## Begin
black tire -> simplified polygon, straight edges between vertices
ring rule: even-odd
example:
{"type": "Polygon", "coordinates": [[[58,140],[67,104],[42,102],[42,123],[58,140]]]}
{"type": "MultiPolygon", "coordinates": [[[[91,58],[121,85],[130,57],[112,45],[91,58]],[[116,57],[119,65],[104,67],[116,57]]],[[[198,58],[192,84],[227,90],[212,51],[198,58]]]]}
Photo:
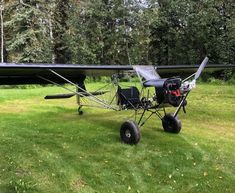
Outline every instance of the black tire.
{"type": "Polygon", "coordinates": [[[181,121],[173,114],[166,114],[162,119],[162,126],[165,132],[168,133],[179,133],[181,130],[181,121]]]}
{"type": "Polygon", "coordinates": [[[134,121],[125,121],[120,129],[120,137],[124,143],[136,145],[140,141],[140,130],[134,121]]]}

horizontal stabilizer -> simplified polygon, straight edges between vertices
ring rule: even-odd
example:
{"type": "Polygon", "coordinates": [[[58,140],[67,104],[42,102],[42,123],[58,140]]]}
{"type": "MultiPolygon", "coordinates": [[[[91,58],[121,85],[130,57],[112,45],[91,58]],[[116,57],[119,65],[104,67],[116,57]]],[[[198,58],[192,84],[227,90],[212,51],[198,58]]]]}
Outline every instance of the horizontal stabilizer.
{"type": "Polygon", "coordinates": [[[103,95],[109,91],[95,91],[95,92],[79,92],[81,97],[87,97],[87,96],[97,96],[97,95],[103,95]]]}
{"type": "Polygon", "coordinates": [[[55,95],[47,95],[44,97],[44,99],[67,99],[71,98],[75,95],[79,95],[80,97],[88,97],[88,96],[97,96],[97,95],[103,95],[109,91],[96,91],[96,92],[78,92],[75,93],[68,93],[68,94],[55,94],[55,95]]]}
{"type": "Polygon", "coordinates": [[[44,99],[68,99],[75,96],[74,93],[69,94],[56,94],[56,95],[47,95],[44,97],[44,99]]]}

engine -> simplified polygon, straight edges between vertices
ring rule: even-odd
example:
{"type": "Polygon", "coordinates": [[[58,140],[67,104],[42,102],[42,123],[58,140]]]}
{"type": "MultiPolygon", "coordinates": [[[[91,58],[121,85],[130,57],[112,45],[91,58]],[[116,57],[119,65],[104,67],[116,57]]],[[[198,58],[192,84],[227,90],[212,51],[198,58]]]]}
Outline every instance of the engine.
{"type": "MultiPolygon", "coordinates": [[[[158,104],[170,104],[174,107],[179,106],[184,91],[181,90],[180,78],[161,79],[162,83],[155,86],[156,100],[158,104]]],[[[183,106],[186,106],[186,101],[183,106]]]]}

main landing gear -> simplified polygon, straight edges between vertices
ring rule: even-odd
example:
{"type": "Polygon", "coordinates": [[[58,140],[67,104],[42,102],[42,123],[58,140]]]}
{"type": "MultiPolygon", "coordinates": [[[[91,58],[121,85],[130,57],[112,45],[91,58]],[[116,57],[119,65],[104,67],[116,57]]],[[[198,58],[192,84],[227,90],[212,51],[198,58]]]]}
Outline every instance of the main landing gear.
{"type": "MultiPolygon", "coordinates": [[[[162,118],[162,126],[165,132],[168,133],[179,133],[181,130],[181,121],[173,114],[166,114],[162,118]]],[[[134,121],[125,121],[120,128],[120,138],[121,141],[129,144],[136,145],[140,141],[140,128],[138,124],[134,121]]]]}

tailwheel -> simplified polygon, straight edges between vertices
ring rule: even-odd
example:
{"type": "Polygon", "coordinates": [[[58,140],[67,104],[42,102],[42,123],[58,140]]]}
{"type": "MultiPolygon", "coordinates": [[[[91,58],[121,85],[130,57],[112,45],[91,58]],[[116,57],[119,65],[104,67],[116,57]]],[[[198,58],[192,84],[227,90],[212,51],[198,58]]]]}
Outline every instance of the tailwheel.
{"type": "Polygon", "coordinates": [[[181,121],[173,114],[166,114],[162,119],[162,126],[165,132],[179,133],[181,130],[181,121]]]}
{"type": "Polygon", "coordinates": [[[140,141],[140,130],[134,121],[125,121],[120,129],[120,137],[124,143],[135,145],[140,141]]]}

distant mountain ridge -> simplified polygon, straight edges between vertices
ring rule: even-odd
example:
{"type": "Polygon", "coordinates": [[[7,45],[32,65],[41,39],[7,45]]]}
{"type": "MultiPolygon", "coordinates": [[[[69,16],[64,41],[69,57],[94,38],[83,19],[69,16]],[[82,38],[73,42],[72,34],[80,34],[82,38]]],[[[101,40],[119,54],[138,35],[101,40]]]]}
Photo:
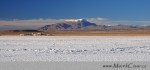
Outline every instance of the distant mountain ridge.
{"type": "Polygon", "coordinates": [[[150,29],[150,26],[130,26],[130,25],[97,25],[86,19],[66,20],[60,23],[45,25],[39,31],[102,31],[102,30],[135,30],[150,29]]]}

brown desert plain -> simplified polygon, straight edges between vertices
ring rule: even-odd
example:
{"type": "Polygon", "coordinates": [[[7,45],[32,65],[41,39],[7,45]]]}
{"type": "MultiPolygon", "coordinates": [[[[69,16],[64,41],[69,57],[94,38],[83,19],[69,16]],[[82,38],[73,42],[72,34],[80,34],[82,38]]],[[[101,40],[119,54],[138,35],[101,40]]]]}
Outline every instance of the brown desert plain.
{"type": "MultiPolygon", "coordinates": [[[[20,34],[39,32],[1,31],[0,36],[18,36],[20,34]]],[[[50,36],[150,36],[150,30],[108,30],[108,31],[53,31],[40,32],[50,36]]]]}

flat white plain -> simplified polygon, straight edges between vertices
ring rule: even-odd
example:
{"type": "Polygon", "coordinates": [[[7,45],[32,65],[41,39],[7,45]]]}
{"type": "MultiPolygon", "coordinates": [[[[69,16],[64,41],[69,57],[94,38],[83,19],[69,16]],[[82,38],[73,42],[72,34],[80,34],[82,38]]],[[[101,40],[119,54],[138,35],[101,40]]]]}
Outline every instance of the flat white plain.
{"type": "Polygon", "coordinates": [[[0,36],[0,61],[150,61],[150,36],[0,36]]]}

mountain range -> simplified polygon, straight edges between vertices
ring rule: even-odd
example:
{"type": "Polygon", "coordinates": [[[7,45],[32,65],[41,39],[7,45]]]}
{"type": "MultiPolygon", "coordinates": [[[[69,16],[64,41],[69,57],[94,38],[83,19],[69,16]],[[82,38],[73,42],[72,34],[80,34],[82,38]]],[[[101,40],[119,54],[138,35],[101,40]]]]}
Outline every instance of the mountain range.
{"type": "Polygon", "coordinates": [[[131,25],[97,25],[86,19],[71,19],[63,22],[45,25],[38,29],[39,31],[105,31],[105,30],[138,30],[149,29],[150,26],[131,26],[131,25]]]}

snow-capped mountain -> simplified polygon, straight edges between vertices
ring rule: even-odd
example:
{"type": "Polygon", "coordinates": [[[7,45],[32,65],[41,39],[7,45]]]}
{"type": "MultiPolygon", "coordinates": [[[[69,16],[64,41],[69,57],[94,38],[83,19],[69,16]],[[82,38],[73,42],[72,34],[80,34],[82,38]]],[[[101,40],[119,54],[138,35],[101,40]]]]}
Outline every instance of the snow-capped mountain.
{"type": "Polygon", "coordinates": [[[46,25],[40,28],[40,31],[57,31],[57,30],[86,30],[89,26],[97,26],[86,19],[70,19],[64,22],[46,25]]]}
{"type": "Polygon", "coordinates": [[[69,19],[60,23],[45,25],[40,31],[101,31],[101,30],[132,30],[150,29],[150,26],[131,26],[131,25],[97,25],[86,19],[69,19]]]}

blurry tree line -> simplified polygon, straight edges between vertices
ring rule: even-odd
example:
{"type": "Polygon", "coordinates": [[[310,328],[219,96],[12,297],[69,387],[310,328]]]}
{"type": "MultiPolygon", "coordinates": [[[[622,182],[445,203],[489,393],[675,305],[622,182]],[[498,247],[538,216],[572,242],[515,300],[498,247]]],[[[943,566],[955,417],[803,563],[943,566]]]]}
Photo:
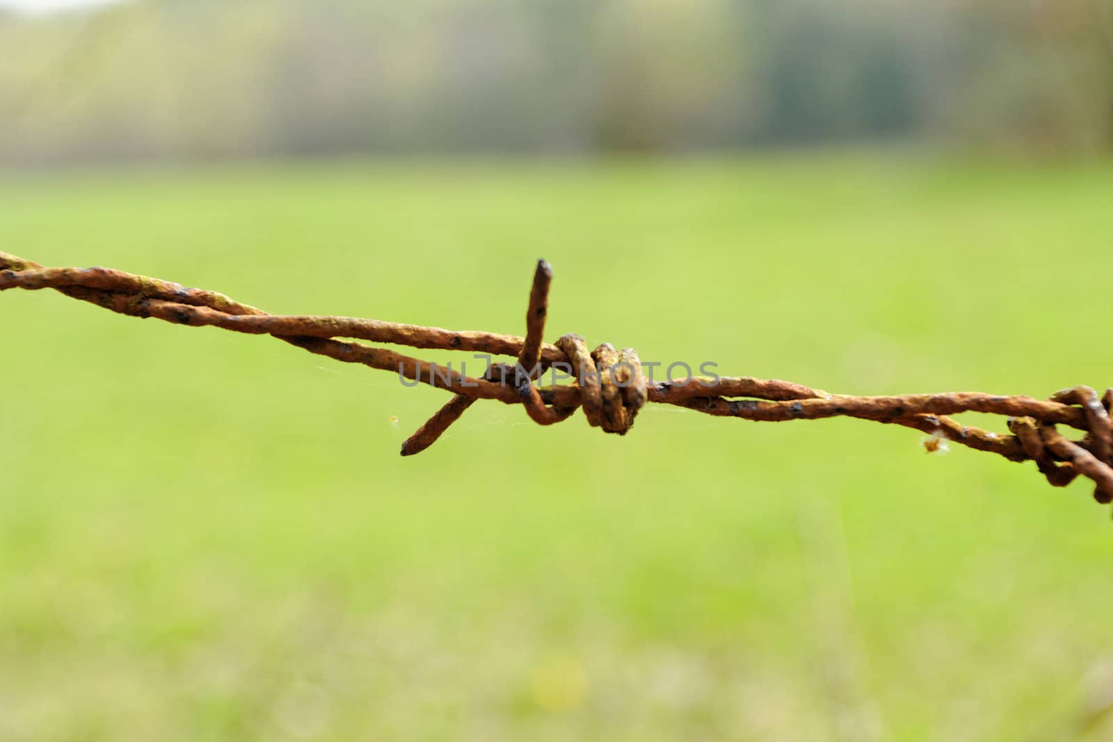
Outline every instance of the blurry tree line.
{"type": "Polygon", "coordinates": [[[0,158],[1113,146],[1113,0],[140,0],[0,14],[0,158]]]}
## End
INSTRUCTION
Please extract each line of the records above that contains the word "black".

RESULT
black tire -> simplified polygon, straight edges between vertices
Outline every instance of the black tire.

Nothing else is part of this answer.